**Requirement**
Your output should be the line with "Could you point out every instance of the crape" followed by every remaining line of the entries, reproduced exactly.

**Data listing**
____

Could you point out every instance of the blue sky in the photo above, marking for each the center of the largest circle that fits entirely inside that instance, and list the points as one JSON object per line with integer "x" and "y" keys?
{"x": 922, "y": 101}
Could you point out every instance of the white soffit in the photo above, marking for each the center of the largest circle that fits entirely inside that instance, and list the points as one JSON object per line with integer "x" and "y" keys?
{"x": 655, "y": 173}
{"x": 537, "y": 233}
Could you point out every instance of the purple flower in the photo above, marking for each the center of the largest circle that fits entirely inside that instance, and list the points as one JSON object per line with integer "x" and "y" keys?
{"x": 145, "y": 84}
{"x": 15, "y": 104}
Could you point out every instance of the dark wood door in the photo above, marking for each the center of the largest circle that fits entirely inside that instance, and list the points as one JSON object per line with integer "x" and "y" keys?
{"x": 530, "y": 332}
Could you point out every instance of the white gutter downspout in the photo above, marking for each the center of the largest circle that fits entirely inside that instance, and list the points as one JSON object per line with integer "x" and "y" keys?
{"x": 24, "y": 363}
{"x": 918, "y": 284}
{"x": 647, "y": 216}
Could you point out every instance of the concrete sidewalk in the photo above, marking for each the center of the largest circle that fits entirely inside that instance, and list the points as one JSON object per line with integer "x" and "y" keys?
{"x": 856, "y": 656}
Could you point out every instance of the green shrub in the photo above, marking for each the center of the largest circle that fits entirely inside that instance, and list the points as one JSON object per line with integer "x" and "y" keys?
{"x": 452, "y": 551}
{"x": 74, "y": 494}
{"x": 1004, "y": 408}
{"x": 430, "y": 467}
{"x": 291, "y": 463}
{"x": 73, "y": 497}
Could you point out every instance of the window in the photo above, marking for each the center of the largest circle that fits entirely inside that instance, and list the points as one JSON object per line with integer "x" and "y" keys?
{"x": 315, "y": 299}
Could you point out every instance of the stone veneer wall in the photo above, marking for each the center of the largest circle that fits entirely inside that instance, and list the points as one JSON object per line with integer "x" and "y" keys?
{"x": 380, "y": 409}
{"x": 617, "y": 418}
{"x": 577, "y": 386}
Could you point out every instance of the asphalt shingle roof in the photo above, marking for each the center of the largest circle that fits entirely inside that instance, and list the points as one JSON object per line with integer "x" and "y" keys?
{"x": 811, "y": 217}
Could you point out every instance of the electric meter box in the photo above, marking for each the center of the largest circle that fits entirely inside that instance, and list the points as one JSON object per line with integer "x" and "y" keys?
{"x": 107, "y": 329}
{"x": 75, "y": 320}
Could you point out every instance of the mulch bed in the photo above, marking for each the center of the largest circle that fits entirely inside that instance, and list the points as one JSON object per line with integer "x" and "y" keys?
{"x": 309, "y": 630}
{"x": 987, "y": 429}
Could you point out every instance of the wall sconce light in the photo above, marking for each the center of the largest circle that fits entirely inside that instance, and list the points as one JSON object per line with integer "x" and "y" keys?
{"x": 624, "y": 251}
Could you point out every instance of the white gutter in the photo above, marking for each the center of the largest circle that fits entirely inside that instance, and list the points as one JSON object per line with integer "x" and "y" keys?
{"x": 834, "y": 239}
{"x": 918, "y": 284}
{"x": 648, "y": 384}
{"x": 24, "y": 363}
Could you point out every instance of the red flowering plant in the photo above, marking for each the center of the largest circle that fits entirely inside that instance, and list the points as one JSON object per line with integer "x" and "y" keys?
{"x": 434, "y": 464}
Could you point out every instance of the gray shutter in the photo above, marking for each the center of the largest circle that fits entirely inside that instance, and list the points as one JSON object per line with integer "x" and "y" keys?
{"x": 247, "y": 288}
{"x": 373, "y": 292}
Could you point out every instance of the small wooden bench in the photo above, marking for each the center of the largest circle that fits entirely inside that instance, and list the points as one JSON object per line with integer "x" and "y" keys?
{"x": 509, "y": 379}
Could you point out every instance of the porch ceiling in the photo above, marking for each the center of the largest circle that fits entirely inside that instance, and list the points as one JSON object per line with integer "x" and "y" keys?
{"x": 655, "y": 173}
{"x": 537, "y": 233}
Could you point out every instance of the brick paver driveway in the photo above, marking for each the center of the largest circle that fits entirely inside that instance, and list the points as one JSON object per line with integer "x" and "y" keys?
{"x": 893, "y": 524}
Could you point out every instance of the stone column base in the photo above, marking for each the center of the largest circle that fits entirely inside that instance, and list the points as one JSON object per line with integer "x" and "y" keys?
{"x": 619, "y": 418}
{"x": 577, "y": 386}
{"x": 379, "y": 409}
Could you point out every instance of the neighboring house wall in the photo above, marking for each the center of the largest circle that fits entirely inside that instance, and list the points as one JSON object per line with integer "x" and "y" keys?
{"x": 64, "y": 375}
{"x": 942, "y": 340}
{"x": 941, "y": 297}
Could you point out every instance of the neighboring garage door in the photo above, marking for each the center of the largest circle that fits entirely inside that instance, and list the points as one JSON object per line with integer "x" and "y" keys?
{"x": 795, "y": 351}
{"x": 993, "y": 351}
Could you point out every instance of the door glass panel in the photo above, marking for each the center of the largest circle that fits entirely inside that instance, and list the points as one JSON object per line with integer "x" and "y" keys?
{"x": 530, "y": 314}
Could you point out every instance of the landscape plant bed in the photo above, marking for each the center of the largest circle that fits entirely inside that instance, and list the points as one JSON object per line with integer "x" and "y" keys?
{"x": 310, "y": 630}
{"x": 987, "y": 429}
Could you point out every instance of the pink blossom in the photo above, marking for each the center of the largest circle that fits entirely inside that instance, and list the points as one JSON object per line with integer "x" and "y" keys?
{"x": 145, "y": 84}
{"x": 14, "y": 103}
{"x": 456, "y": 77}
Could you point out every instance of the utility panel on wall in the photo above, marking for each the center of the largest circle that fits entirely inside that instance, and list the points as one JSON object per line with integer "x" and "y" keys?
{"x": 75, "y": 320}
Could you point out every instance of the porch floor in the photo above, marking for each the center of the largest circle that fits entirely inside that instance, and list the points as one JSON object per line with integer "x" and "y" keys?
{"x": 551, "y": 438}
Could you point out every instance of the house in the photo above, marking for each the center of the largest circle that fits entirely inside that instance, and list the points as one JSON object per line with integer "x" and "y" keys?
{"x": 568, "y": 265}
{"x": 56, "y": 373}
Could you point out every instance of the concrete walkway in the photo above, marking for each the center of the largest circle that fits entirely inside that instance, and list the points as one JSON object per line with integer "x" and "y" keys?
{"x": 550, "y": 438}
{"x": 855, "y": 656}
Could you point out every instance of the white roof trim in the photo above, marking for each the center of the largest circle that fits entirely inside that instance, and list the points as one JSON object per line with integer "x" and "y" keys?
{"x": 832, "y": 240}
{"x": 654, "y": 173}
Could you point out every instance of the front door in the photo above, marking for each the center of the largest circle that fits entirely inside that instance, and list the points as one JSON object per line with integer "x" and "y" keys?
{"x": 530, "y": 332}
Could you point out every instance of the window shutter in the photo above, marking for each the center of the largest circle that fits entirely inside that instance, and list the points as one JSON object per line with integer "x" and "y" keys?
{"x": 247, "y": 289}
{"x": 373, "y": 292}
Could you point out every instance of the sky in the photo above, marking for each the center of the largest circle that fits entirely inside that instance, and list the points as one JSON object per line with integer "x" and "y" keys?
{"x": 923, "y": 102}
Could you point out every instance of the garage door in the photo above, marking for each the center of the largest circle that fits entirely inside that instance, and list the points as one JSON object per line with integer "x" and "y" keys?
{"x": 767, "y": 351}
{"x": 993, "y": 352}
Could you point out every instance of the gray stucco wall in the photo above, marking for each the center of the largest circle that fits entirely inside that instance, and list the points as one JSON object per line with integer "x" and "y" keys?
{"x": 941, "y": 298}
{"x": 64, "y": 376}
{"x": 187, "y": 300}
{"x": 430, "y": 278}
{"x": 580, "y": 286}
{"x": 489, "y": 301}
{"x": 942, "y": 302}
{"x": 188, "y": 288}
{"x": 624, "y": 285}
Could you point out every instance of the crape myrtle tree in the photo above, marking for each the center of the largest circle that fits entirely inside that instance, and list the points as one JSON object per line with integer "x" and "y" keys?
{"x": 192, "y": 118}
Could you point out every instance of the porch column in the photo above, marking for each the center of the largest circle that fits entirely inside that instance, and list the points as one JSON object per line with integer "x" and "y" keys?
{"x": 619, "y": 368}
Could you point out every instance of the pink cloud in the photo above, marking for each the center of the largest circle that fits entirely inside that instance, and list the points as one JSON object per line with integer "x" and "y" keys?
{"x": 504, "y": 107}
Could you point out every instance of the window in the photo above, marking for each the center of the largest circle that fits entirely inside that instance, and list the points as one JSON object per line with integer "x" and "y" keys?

____

**Your solution**
Could you point out every instance of the crape myrtle tree in the photo above, marking for each the center of the largest circle that fits entirely inside that instance, and list the points as one JSON object per line with integer "x" and "y" keys?
{"x": 192, "y": 118}
Could you point out every instance of the porch column in the photo above, marking for each the center of the largest circle that fits entirely inside that instance, and list the points as one JSON object per line with integer "x" and "y" keys?
{"x": 619, "y": 368}
Could you point out every instance of the pink cloud in the photo above, marking for each the center of the largest circle that fits entirely inside that instance, and list the points as one JSON object per line with integer "x" and "y" keys?
{"x": 504, "y": 107}
Could you point out every instance of the window in the photo above, marking for each the center of the largest circle that fits entirely inside that instance, and list the points as one JSON object per line with integer "x" and "y" keys?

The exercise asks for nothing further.